▶ _Исходный текст_:

Арам Асоян - Пушкин ad marginem
Логично заключить, что пассажи о «кичливой и бурной молодости», об императоре Павле своего рода проекция Пушкина коллизий собственной судьбы на биографию Радищева. В этом же ряду стоит рассматривать и пушкинские слова о том, что Радищев «не питал в сердце своем никакой злобы к прошедшему и помирился искренно со славной памятью великой царицы» (XII, 34). Показательно, что в связи с этим утверждением П. Радищев в черновой рукописи своей статьи писал: «Любить Екатерину он (Радищев. – А. А.) не мог, но всегда отдавал ей справедливость»[82].
Сын писателя категорически протестует и против пушкинской фразы «Не станем укорять Радищева в слабости и непостоянстве характера» (XII, 34). В черновике возмущенный П. Радищев заявляет: «Вы их выдумали из головы, г. Пушкин, а потому и должны их извинить»[83].
Пушкин, конечно же, ничего не выдумывал. Но это не значит, что автор «Путешествия» действительно заслуживал упреков в слабости и непостоянстве натуры. Достаточно вспомнить известное стихотворение писателя, сочиненное по дороге в Илимск, чтобы убедиться в справедливости такого мнения:
Ты хочешь знать: кто я? что я? куда я еду?
Я тот же, что и был и буду весь мой век.
Не скот, не дерево, не раб, но человек!
Дорогу проложить, где не бывало следу,
Для борзых смельчаков и в прозе и в стихах,
Чувствительным сердцам и истине я в страх
В острог Илимский еду.

▶ _Сохранённые данные_:

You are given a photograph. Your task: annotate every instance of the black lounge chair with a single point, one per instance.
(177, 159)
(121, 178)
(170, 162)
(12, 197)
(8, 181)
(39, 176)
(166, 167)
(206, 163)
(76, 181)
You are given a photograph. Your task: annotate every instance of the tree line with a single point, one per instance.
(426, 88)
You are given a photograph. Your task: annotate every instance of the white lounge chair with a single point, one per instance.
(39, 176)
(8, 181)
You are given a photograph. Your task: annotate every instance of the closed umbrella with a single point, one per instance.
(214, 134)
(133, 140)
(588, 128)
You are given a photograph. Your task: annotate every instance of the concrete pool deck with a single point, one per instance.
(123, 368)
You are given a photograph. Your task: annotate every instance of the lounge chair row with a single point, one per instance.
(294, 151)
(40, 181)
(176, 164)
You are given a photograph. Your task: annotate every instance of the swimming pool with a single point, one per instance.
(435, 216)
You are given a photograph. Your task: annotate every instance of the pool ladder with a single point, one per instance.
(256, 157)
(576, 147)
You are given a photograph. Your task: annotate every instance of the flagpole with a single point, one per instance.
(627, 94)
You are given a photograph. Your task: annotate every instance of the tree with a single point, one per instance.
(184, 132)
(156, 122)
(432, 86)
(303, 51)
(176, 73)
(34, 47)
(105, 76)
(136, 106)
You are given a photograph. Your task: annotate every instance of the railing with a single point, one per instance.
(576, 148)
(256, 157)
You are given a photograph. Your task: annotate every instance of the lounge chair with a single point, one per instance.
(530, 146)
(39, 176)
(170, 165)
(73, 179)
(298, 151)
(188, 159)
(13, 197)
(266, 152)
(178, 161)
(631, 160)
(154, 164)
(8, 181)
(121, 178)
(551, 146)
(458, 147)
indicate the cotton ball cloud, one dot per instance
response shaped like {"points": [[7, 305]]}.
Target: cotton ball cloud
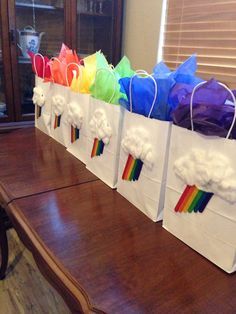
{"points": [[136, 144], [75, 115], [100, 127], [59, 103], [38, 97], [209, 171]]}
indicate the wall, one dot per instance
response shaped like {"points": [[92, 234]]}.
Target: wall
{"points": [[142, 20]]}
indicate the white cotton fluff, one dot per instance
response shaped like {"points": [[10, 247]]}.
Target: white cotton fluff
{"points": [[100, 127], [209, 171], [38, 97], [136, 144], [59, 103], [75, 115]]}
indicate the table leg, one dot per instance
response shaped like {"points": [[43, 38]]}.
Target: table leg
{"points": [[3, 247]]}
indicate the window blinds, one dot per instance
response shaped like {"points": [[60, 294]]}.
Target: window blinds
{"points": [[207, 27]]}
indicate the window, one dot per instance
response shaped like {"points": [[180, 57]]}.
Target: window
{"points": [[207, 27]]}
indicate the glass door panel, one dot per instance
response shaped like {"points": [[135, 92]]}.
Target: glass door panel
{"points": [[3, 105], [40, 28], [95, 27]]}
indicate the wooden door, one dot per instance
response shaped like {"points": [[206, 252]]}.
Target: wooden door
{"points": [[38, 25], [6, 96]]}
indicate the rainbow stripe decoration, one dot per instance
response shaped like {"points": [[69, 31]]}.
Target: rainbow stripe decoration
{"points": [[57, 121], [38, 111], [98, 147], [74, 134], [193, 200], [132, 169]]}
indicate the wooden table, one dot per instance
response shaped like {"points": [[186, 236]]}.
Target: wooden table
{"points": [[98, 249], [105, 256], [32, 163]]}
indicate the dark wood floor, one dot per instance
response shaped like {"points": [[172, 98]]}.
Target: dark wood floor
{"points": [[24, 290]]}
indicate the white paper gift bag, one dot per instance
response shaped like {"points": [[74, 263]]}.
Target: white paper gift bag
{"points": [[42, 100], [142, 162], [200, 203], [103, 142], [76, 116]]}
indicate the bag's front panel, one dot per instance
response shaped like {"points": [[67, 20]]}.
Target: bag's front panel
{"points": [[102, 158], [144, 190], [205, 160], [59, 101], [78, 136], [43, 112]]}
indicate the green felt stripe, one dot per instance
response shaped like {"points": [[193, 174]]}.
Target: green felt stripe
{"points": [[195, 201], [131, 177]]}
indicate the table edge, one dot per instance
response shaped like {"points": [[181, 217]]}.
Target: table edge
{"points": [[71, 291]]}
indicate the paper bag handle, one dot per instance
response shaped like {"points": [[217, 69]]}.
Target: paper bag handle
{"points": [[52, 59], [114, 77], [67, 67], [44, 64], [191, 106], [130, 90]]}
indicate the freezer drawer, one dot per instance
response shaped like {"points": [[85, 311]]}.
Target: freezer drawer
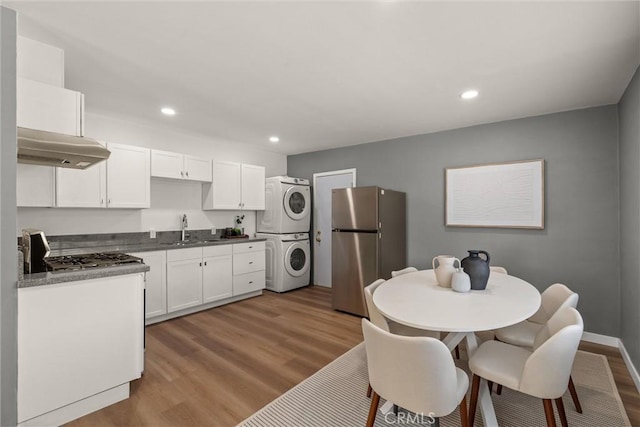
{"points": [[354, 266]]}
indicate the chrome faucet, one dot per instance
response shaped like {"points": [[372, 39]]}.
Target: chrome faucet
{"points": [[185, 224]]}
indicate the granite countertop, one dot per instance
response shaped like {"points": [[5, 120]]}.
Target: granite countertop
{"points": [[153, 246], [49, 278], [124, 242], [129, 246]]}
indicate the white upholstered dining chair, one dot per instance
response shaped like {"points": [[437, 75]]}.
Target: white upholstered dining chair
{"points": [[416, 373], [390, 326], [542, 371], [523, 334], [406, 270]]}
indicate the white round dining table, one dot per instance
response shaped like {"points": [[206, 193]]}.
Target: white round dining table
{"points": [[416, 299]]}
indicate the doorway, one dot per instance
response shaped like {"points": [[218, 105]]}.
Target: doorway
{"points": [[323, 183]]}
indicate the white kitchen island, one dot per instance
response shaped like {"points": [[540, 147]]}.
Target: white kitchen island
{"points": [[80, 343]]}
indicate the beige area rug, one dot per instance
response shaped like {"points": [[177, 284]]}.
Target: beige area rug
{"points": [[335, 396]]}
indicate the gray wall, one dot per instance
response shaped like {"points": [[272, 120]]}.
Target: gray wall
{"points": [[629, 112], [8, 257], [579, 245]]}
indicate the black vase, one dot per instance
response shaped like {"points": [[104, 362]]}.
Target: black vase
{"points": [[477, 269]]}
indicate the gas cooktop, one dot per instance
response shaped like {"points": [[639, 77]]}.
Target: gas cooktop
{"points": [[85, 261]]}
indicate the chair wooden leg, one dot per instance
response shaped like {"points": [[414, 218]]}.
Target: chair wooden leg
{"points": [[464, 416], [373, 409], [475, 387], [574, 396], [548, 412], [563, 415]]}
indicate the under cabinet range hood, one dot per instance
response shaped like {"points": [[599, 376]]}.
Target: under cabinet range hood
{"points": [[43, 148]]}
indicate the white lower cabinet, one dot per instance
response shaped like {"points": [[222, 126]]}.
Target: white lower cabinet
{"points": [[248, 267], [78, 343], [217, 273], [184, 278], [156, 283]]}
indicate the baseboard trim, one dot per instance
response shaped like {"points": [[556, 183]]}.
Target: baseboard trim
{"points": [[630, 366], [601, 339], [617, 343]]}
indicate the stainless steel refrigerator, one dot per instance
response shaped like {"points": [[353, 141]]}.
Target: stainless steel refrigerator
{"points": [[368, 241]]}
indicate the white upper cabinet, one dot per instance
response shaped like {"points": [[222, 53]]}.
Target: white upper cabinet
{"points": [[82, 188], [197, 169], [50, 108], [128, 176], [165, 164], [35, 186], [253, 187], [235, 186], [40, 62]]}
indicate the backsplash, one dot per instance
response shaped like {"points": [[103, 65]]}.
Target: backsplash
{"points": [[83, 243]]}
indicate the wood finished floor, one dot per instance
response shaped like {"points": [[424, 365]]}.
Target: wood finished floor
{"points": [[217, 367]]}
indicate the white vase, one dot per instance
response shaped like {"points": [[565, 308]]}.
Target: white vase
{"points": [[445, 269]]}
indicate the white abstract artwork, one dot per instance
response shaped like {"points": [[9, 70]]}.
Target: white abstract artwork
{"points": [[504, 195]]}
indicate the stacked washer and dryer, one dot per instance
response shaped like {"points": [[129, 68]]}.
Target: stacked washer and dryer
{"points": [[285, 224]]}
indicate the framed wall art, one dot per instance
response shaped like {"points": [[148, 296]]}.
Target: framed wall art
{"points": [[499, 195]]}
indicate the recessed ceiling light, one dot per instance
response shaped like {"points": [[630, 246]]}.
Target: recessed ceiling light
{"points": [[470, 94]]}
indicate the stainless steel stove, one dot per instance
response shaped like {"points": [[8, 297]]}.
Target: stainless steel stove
--
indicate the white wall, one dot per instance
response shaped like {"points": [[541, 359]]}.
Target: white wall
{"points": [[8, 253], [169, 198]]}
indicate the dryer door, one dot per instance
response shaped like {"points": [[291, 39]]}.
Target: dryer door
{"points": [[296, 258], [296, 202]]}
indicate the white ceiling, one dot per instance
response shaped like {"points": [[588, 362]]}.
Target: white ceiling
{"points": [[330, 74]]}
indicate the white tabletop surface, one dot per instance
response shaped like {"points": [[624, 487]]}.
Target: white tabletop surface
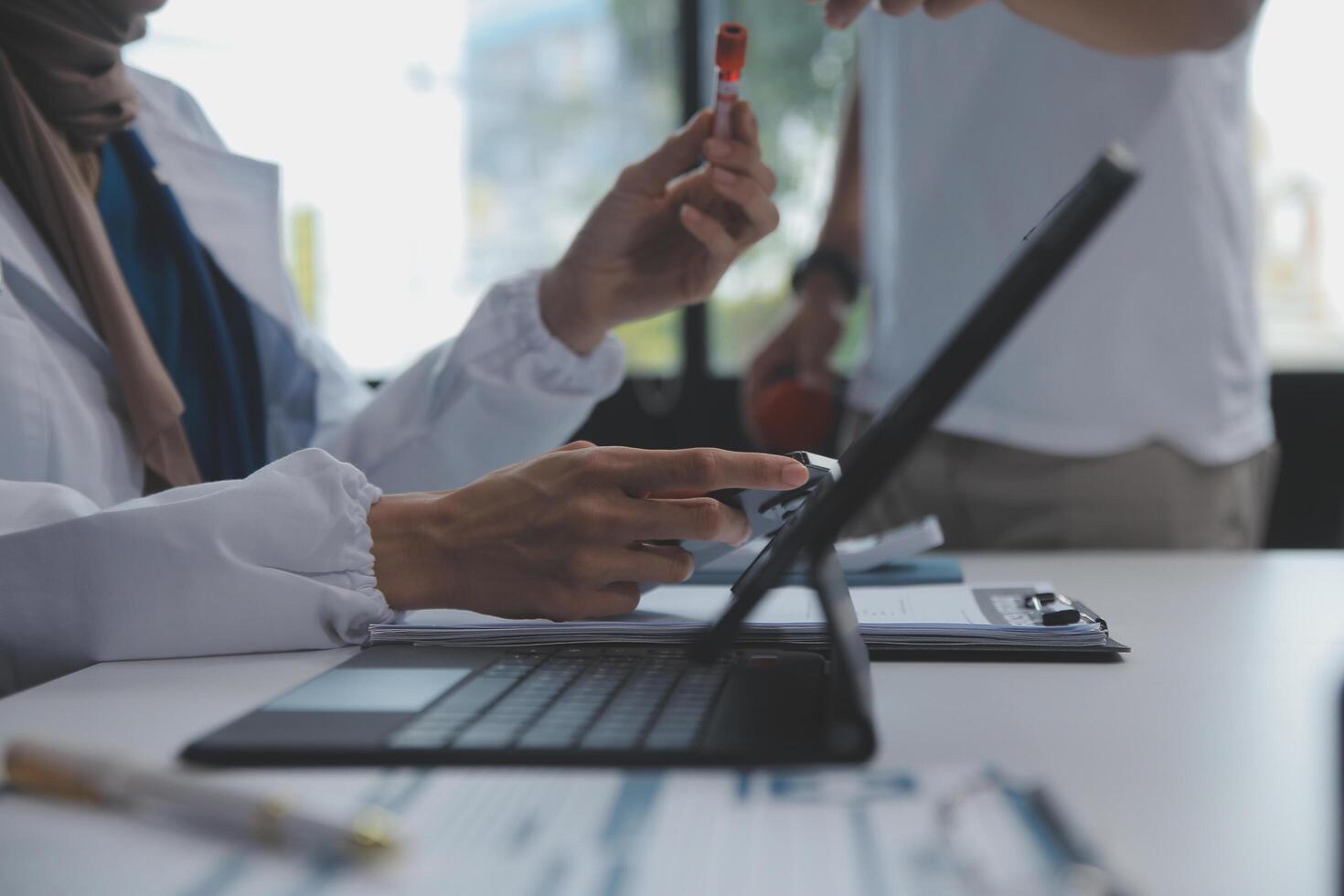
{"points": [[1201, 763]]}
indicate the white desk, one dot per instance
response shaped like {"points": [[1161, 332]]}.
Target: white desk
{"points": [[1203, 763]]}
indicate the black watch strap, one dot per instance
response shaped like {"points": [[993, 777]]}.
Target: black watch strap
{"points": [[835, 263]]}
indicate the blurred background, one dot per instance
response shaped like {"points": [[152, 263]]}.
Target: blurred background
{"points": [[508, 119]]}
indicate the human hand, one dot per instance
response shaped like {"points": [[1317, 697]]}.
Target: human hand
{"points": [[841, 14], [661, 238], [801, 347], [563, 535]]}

▶ _Задание_:
Ответьте на вопросы по исходному тексту.
(a) Что, согласно черновой рукописи П. Радищева, Радищев всегда отдавал Екатерине?
(b) К кому обращается П. Радищев со словами «Вы их выдумали из головы»?
(c) Куда, согласно последней строке стихотворения, едет его автор?

▶ _Ответ к заданию_:
(a) Справедливость.
(b) К Пушкину («г. Пушкин»).
(c) В острог Илимский.